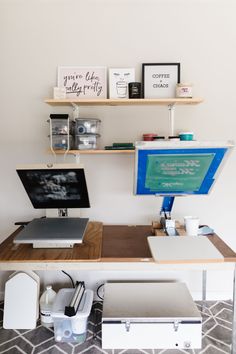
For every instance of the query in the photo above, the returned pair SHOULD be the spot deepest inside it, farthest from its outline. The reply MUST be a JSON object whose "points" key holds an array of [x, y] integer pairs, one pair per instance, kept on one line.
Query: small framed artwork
{"points": [[159, 80], [119, 79], [83, 81]]}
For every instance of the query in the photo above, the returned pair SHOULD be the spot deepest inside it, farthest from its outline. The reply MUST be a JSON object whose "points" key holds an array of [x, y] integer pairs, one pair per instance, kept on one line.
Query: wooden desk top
{"points": [[89, 250], [105, 243]]}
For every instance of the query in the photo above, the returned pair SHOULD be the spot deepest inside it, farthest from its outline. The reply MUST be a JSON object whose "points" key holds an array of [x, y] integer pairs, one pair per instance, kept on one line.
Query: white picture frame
{"points": [[88, 82], [160, 79], [119, 79]]}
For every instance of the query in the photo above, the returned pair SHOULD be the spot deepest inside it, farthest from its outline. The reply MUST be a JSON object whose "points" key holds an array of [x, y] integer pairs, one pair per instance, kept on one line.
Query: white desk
{"points": [[111, 248]]}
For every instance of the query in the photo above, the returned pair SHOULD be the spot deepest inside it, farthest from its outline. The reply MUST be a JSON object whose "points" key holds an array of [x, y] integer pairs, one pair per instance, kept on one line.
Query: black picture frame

________

Exercise description → Reproduce the listing above line for line, leaving out the pictures.

Correct result →
For every instance of the query in the photo above, the returned pair SHOULD be the spot deepest inside it, farthest from its outline. The reply MUST be a JSON object whose "points" key holds an array of [x, y] integer pairs, one pair per instance, kept on one line.
Query: small framed artwork
{"points": [[159, 80], [119, 79], [83, 81]]}
For every instance of the query in the photo above, the returned pair SHOULD be the spot deepest inside it, farthest from its outline. The reply MUST be a JSON object whose "points" key holds an array of [x, y] integer pairs, one pair per instance, kept on one line.
Query: wooden desk top
{"points": [[89, 250], [105, 243]]}
For every instance of the query in the photo above, the returned pair SHOULD be the spot deepest inside it, farthest from its outline. The reply MUST be a JSON object whose "points" key holds an array of [x, y] integer pairs, one pair per instance, kept on one line.
Query: white picture frame
{"points": [[88, 82], [160, 79], [119, 79]]}
For every instance of the query in the photo above, the returned pair SHOULD be the spot deepest inside it, farthest from its outline. The reply MUST be a JSON object whose "points" key holds an array of [x, y] integer pairs, one pair per instance, kept on one line.
Query: white desk
{"points": [[111, 248]]}
For every instance of the query in the photo above, the returned pair SHOULD be the spot deepest inside it, farthest from its outline. The reply MUST be a JSON object whose "points" key holds an array of [x, y] integer pairs, one pair per instance, kept on one line.
Query: black picture frame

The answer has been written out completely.